◆ Text segment:
Together, the above results indicate that our automatic procedure is well in line with human perception for detecting genders from user names, i.e., if we can infer a gender based on the user name automatically, the gender signal contained in a user name is strong, while there is no clear indication of the gender from the user name if we cannot assign a gender label automatically. In the remainder of the paper, we therefore differentiate between two groups of reviewers (and by implication, reviews):

• Signaling Men and Women: This is the set of reviewers for which we can automatically infer the gender from the user name, i.e., the user name sends a clear signal about the likely gender of the reviewer.

• Non-signaling users: This is the set of reviews for which we cannot infer the gender from the user name. As shown by our experiments, humans do not pick up clear gender signals for these users either.

◆ Exercise 1: Tell how many lines of the entries contain the word "green", and reply with the number alone.
The passage on gender signals in user names has nothing to do with the entries.

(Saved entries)
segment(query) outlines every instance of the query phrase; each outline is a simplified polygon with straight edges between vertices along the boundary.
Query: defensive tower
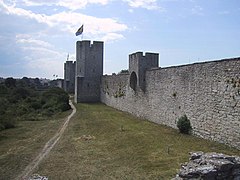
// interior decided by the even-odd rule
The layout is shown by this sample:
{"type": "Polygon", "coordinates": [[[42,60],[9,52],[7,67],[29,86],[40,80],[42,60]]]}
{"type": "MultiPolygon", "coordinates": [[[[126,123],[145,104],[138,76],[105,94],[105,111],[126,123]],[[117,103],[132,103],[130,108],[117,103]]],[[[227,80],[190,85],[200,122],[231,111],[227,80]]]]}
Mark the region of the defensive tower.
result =
{"type": "Polygon", "coordinates": [[[158,67],[158,53],[136,52],[129,55],[130,87],[145,91],[145,72],[147,69],[158,67]]]}
{"type": "Polygon", "coordinates": [[[64,90],[68,93],[75,91],[75,69],[76,64],[73,61],[64,63],[64,90]]]}
{"type": "Polygon", "coordinates": [[[103,42],[77,41],[75,102],[100,101],[103,42]]]}

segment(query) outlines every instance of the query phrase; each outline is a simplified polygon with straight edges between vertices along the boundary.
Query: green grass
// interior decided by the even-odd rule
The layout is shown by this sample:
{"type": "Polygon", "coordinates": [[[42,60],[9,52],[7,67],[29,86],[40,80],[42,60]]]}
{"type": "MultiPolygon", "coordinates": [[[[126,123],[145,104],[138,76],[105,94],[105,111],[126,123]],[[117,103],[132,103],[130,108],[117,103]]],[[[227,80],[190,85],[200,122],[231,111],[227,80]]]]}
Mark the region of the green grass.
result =
{"type": "Polygon", "coordinates": [[[14,179],[56,133],[70,111],[44,121],[19,121],[0,131],[0,179],[14,179]]]}
{"type": "Polygon", "coordinates": [[[49,179],[170,179],[191,151],[240,155],[223,144],[180,134],[103,104],[77,114],[36,173],[49,179]],[[90,135],[91,140],[82,138],[90,135]]]}

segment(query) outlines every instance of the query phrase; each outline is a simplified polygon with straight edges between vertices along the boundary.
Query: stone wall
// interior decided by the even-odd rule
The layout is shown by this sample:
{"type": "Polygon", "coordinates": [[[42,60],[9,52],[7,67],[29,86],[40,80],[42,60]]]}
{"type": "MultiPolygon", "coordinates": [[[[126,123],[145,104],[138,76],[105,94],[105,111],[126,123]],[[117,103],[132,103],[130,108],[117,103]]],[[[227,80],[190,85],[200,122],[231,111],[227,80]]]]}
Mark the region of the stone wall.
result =
{"type": "Polygon", "coordinates": [[[68,93],[74,93],[75,90],[75,69],[76,62],[66,61],[64,63],[64,90],[68,93]]]}
{"type": "Polygon", "coordinates": [[[172,180],[199,179],[240,179],[240,157],[218,153],[190,153],[189,162],[182,164],[172,180]]]}
{"type": "Polygon", "coordinates": [[[75,102],[99,102],[103,42],[77,41],[75,102]]]}
{"type": "Polygon", "coordinates": [[[144,91],[129,78],[103,76],[101,101],[173,128],[186,114],[194,134],[240,149],[240,58],[147,70],[144,91]]]}

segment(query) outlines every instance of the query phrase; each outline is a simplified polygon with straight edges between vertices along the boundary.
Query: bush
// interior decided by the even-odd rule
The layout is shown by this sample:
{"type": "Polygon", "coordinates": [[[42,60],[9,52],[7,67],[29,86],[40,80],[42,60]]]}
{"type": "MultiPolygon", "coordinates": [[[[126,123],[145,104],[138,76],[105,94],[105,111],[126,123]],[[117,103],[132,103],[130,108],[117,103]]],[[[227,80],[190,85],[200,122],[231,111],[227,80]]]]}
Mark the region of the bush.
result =
{"type": "Polygon", "coordinates": [[[183,134],[189,134],[192,129],[191,123],[186,115],[184,115],[178,119],[177,127],[178,127],[180,133],[183,133],[183,134]]]}

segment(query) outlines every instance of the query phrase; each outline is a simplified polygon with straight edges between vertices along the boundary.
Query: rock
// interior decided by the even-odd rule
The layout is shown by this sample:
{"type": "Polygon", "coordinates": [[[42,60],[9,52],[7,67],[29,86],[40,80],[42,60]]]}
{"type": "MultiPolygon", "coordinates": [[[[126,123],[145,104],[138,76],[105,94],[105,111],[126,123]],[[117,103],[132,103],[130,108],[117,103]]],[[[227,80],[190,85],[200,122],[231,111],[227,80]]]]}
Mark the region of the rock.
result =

◆ Exercise 2: Pick up the passage on gender signals in user names after its last sentence and keep writing it.

◆ Expected output 1: 2

◆ Expected output 2:
Note that we assign here a gender label based on the gender perception of the user name, i.e., we assume a review written under a name with a likely gender is a strong signal of gender identity. While there are exceptions, we believe this is a reasonable assumption that has been adopted previously in multiple studies (Mislove et al., 2011; Ciot et al., 2013; Liu and Ruths, 2013), see also Section 5. Another point of validity for our assumption is that we are concerned with social feedback of other users in response to the signals contained in the user names. For the remainder of this paper, when we mention the signaled gender of a review, we would essentially mean the signaled likely gender of the reviewer who authored the review unless specified otherwise.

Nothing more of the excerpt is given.